## CONSIGNES ET EXIGENCES
Reproduisez les lignes allant de celle qui contient "Please drop a marker on the stainless" jusqu'à la fin des enregistrements, bornes incluses, et remplacez "chair cushion" par "seat cushion" sans rien modifier d'autre.

## DONNÉES FOURNIES
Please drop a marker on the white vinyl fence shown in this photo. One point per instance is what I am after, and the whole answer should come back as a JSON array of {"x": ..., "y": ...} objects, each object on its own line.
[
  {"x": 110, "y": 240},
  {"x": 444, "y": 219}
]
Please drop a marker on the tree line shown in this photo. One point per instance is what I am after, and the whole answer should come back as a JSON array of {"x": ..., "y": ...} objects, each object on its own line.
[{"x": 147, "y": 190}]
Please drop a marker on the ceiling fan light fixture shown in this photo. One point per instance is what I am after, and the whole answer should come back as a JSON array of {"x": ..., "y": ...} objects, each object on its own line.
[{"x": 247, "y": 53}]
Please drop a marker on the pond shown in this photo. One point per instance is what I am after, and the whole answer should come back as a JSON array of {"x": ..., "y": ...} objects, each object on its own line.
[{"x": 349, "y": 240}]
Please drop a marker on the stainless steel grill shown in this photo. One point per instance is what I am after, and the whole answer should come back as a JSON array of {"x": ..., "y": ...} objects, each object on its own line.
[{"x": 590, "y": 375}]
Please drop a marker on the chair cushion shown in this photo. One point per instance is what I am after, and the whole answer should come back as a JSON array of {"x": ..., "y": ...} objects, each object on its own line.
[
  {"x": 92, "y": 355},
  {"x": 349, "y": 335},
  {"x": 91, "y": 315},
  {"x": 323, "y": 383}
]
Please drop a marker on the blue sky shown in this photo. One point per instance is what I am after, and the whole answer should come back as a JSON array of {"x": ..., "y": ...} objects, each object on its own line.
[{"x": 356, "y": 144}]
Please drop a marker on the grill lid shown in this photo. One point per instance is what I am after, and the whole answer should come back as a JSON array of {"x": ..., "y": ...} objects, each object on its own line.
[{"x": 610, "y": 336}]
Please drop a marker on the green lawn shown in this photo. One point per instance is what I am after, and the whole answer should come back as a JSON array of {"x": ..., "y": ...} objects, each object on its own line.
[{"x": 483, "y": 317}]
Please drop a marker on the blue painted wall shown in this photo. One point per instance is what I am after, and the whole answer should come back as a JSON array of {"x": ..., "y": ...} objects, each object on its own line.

## CORRIGÉ
Please drop a marker on the stainless steel grill shown in this photo. One point per instance is what I am after, and the whole answer should come back as a JSON array of {"x": ..., "y": ...} objects, each object on its own line.
[{"x": 590, "y": 375}]
Please drop a marker on the seat cushion shown in this photo. One point per instance is what I am after, and the whole answer should come back as a JSON array of {"x": ..., "y": ...} objects, each object on its own line.
[
  {"x": 92, "y": 355},
  {"x": 349, "y": 335},
  {"x": 91, "y": 315},
  {"x": 323, "y": 383}
]
Please drop a marker on the blue sky shown in this photo. One point per instance is what I am after, and the whole answer should come back as a JSON array of {"x": ..., "y": ...} objects, each object on its own line.
[{"x": 356, "y": 144}]
Please drop a marker on the grill lid shown in this photo. One point per instance is what I am after, and the whole answer should come back as a JSON array of {"x": ..., "y": ...} objects, each object on its own line.
[{"x": 610, "y": 336}]
Please drop a marker on the green lawn shown in this photo. One point per instance is what I am after, and the whole answer should come back as a JSON array of {"x": ..., "y": ...} objects, each object on its own line.
[{"x": 483, "y": 317}]
Please drop a marker on the blue painted wall shown in this photo. One point per instance is what I am after, and the whole answer should come back as a JSON array of {"x": ..., "y": ...} objects, each object on its own line.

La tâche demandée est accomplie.